Records from a point labeling set
---+---

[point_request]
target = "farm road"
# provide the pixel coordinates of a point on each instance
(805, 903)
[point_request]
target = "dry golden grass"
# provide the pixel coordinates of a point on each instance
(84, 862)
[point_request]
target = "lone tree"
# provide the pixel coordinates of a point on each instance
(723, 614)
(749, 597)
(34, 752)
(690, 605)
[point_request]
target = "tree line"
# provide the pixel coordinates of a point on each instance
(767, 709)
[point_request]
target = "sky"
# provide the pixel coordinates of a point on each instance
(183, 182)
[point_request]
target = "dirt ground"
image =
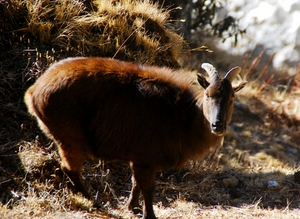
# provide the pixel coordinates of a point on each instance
(251, 176)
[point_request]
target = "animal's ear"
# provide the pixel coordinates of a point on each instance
(202, 81)
(239, 87)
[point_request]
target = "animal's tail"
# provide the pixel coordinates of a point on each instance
(30, 103)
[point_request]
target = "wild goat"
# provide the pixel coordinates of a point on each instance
(153, 118)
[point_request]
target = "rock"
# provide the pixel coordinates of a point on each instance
(230, 181)
(271, 25)
(273, 184)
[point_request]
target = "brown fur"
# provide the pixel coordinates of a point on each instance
(147, 116)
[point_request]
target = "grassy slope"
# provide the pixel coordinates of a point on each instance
(261, 146)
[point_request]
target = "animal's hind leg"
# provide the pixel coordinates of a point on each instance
(144, 176)
(72, 158)
(133, 202)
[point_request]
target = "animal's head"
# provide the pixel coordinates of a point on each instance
(218, 97)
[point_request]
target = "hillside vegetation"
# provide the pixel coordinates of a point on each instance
(251, 176)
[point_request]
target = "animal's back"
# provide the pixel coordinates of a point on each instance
(117, 110)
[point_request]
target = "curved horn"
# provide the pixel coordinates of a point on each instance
(211, 71)
(232, 73)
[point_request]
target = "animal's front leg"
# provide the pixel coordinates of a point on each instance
(133, 202)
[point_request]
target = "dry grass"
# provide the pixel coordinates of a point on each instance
(261, 147)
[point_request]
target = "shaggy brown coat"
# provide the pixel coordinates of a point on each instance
(153, 118)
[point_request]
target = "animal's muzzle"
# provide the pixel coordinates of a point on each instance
(218, 128)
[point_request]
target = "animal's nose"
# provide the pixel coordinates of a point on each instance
(217, 127)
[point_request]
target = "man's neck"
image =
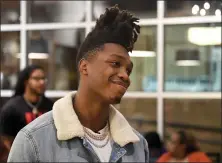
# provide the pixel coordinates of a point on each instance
(91, 112)
(31, 97)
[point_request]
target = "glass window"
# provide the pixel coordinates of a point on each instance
(143, 77)
(10, 12)
(141, 113)
(141, 8)
(10, 62)
(56, 51)
(193, 57)
(55, 11)
(192, 8)
(200, 117)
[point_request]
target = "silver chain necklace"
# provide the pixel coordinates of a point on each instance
(34, 107)
(97, 145)
(88, 135)
(96, 137)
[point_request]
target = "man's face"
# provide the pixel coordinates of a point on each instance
(37, 82)
(108, 73)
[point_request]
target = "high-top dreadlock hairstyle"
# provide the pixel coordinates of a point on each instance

---+---

What to work on => Give every record back exactly as it reads, with no images.

Answer to the task =>
[point_request]
target = "farm road"
# provide the pixel coordinates of a point on each instance
(805, 903)
[point_request]
target = "dry golden grass"
# provide the pixel coordinates of a point on each instance
(84, 862)
[point_request]
target = "lone tree"
# provide the pixel coordinates of a point on each instance
(723, 614)
(749, 597)
(34, 752)
(690, 605)
[point_request]
target = "tree line"
# provide the pixel coordinates of a point on each instance
(767, 709)
[point_request]
target = "sky"
# provide the pixel coordinates of a point on each instance
(183, 182)
[point_request]
target = "dirt ground"
image =
# provide the pixel coordinates of a point on each instance
(251, 176)
[point_request]
target = "animal's ear"
# provide the pixel coordinates of a point on each instance
(202, 81)
(239, 87)
[point_request]
target = "animal's tail"
# provide the pixel coordinates of a point on each instance
(30, 103)
[point_request]
target = "wild goat"
# provide the pixel coordinates of a point on each instance
(153, 118)
[point_request]
target = "rock"
# provide the pixel coordinates of a point on each instance
(230, 181)
(271, 25)
(273, 184)
[point_request]
target = "brown fur"
# provide the pixel coordinates of a point on each instance
(147, 116)
[point_request]
target = "grassy slope"
# provide the pixel coordinates of a point on each instance
(261, 146)
[point_request]
target = "animal's hind leg"
# provide the pixel coordinates of a point on each instance
(144, 176)
(72, 158)
(133, 202)
[point_request]
target = "animal's head"
# provide the pixel coordinates of a point on each instance
(218, 97)
[point_request]
target = "hillside vegetation"
# provide the pixel coordinates of a point on each instance
(251, 176)
[point_request]
target = "animal's back"
# provide the pixel coordinates of a point on each instance
(117, 110)
[point_request]
target = "curved horn"
# provide the pixel coordinates of a point on each instance
(211, 71)
(232, 73)
[point_request]
target = "animal's front leg"
# provide the pixel coordinates of a point on each instance
(133, 202)
[point_request]
target = "dry grass"
# provide the pixel coordinates of a point on each instance
(261, 147)
[point_request]
target = "shaggy brown coat"
# provide the pixel coordinates of a point on each instance
(153, 118)
[point_request]
target = "animal's muzzle"
# provide the pixel coordinates of a point on each instance
(218, 128)
[point_request]
target = "animal's nose"
# provide the pixel coordinates of a point on each instance
(217, 127)
[point_request]
target = "man's neck"
image =
# provide the pixel coordinates of a point on each instance
(91, 112)
(31, 97)
[point_request]
target = "glass window"
# provide the pixel coordinates of a point on each instance
(143, 77)
(10, 12)
(141, 113)
(141, 8)
(10, 62)
(56, 51)
(193, 57)
(55, 11)
(192, 8)
(200, 117)
[point_request]
target = "silver chain necklace"
# provide the pixel coordinates of a point on each instance
(34, 107)
(97, 145)
(88, 135)
(96, 137)
[point_request]
target = "man's face"
# provide the pixel coordinates of a point on each instance
(37, 82)
(108, 73)
[point_request]
target = "high-top dreadlock hairstyle"
# provide the pixel coordinates of a point on each instance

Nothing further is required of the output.